■ Objective:
Write out all of the entries exactly as given.

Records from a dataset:
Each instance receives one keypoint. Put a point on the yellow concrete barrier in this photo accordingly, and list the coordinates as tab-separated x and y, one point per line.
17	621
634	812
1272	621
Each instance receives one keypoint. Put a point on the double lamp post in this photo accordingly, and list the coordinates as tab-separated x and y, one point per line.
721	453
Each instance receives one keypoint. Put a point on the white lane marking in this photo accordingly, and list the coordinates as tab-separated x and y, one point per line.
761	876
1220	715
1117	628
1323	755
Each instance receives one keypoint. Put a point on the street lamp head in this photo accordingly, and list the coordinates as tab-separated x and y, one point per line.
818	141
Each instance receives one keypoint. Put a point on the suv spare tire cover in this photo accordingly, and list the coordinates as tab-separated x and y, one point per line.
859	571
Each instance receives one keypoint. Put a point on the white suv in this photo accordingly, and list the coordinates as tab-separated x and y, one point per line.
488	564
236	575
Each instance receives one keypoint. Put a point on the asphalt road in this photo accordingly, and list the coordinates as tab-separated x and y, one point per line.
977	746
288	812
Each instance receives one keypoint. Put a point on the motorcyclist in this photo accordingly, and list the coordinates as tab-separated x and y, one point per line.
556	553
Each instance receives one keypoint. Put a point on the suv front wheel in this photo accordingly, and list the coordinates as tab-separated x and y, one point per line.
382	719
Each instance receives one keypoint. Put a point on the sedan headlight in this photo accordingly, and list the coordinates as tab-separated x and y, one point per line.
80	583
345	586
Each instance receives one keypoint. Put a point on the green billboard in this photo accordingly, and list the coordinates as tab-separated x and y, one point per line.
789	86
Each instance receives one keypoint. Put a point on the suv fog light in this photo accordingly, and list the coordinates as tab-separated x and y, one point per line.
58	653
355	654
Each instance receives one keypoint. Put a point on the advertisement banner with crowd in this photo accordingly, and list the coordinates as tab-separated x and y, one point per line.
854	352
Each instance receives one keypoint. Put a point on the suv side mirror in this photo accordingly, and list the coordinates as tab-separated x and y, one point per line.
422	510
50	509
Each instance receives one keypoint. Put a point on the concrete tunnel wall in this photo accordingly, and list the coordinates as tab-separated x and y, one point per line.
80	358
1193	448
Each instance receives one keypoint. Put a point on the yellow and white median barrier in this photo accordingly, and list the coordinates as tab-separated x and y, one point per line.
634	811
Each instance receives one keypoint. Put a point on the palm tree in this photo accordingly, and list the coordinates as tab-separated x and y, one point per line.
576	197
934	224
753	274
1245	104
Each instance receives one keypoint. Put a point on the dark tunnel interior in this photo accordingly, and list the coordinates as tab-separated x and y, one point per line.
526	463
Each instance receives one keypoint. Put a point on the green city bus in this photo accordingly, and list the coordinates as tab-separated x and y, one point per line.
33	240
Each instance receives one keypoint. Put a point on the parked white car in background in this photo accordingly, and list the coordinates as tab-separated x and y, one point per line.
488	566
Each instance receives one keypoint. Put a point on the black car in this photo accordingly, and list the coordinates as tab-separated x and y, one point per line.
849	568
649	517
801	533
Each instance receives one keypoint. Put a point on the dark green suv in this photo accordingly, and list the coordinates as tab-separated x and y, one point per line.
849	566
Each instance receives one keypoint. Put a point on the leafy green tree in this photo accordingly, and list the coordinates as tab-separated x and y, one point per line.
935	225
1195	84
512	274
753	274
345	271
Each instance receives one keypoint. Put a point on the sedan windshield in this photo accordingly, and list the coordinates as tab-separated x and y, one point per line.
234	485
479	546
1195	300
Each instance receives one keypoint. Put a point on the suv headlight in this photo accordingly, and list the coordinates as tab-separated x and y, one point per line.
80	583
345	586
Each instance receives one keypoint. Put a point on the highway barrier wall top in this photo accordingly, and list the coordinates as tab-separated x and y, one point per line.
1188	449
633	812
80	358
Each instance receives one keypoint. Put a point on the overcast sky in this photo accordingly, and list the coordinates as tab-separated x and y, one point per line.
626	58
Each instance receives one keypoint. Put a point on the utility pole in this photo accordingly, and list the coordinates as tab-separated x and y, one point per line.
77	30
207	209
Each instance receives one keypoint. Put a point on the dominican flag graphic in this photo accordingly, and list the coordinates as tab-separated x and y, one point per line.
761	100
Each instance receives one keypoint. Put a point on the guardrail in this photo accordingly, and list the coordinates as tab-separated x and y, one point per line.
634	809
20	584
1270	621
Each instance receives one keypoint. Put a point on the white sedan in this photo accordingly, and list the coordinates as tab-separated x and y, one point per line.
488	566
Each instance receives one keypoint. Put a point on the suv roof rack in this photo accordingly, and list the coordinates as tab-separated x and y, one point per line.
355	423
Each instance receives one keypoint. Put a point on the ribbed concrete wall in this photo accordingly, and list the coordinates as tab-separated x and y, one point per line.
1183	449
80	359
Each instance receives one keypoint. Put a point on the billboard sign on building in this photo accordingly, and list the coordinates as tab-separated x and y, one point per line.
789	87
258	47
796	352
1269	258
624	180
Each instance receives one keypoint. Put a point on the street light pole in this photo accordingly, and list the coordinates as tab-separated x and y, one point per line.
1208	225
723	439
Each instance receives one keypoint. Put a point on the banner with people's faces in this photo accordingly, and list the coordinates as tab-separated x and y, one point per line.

■ Written answer:
Each instance receives one keypoint. Put a point on the yellow concrete barrier in this photo accordingly, and list the coordinates as tab-separated x and y, one point per line.
17	621
634	812
1272	621
Each instance receives one keypoint. Put a point on the double lamp post in this photo accordingly, and list the coordinates as tab-separated x and y, one point per line.
721	453
Each instance receives one keypoint. Put a point on the white lane marking in this photo accordingly, and list the coordinates as tab-separated x and y, one point per line.
761	876
1220	715
1117	628
1323	755
Each instance receives one keypoint. Put a point on the street lamp head in this photo accordingly, and list the coordinates as tab-separated x and y, one point per line.
818	141
Each instance receives one keypoint. Put a point on the suv spare tire cover in this photo accordingly, and list the coordinates as tab-separated x and y, one point per line.
859	571
Each instance receives one keypoint. Put a point on the white suv in this photo accordingly, and list the coordinates as tab-separated x and y, one point per line.
488	564
236	575
Each instance receives one keypoint. Put a point on the asphalt road in this photo accordingly, and list the coordinates as tab-separated x and y, one point per line.
977	746
288	812
Each instance receives one keypoint. Put a point on the motorcyclist in this photo accordingly, and list the coordinates as tab-separated x and y, one point per line.
556	553
Each instance receives one keypoint. Put a point on the suv front wheel in this photo accordingly, and list the coordinates as tab-separated x and y, one point per line.
382	719
Each instance receives one keypoint. Put a point on the sedan headlight in this photo accordingly, and list the coordinates as tab-separated x and y, one point per line.
80	583
345	586
Each instance receives one keypoint. Put a point on the green billboard in this photo accordingly, and list the coordinates as tab-separated x and y, one point per line.
789	86
Each instance receives one keypoint. Put a point on the suv fog light in this photo accordingly, and list the coordinates as tab-separated x and y, one point per line.
58	653
355	654
Each instance receives one keypoint. Put a point on the advertisement banner with crowd in this photo accordingly, and list the coordinates as tab-separated x and y, one point per line.
854	352
Each instance receives one keypoint. Put a point on the suv side mirror in this photo accordingly, and list the coordinates as tab-separated x and y, one point per line.
422	510
50	509
Each instance receives one keypoint. Put a point on the concrete tunnel wall in this photo accordingly, and list the coordinates as tab-separated x and y, one point per line.
80	358
1193	448
Each instance receives one keypoint. Put a point on the yellow and white median barrier in this photo accordingly, and list the coordinates as tab-separated x and y, one point per line.
634	811
Each instance receives one keypoint. Put a point on the palm tree in this photo accordingly, and list the coordinates as tab-separated x and y, one point per line.
576	197
934	224
753	274
1245	104
Each instance receives one keypoint. Put a point on the dark tunnel interior in this photo accordingly, and list the coordinates as tab-separated x and y, one point per line.
526	463
Each instance receives one keypoint. Put a point on the green city bus in this photo accordingly, and list the coordinates as tab-separated x and y, one point per line.
33	240
Each instance receives one keypoint. Put a point on the parked white car in background in this photo accordingly, and list the coordinates as tab-separated x and y, one point per line.
488	566
Each instance receives one keypoint. Put a point on the black car in this photo accordingly, and list the coordinates as tab-separated x and y, one point per line.
849	568
649	517
801	533
Each instance receives one keypoint. Put a point on the dark green suv in this photo accordingly, and list the coordinates as tab-separated x and y, one point per line.
849	566
Each instance receives one keypoint. Put a point on the leafy green tree in this photo accordingly, and list the coordinates as tab-separated x and y, one point per line.
935	225
1195	84
512	274
753	274
345	271
Each instance receives one keypoint. Put a point on the sedan windshield in this photo accordingly, and list the coordinates as tab-separated x and y, one point per line.
234	485
479	546
1195	300
Each instance receives one keypoint. Put a point on the suv headlight in this photo accordingly, and list the coordinates as tab-separated x and y, one point per line.
80	583
345	586
Each instance receives one keypoint. Put a point on the highway barrier wall top in this photo accordingly, and list the coordinates as tab-separated x and y, one point per line.
1188	449
633	812
80	358
Each instance receives one keypoint. Put a point on the overcast sky in this photo accordingly, and list the coordinates as tab-separated x and y, one point per line.
626	58
Each instance receives one keypoint. Put a point on the utility pole in this photo accordingly, and list the coordinates as tab-separated x and y, one point per line.
77	30
207	209
Each instance receives one keypoint. Put a point on the dominican flag graphic in this photo accordingly, and list the coordinates as tab-separated x and y, one point per line.
761	100
Each instance receives one keypoint. Put a point on the guardrail in this photo accordingly, and list the coordinates as tab-separated x and y, one point per line.
634	809
20	584
1270	621
Each instance receives one keypoint. Put a point on the white sedan in this photo accordingly, and list the coordinates as tab-separated x and y, one point per line.
488	566
Each instance receives one keypoint. Put a point on the suv roof rack in this photo accordingly, and list the coordinates as tab-separated x and y, one point per line.
355	423
Each instance receives one keypoint. Put a point on the ribbed concrete wall in this photo accordingly, and list the coordinates as tab-separated x and y, one point per line.
1183	449
80	359
Each instance receives one keypoint. Put a point on the billboard sign on building in this photo accordingly, and list the coordinates as tab-separated x and y, one point per line.
789	87
258	47
796	352
1269	258
624	180
Each instance receives one keypoint. Put a point on the street light pole in this photo accordingly, and list the coordinates as tab-separated x and y, one point per line.
1208	225
723	439
Each instance receives one keypoint. Put a point on the banner with people's faces in this photo accordingly, and list the coordinates as tab-separated x and y, one point per line.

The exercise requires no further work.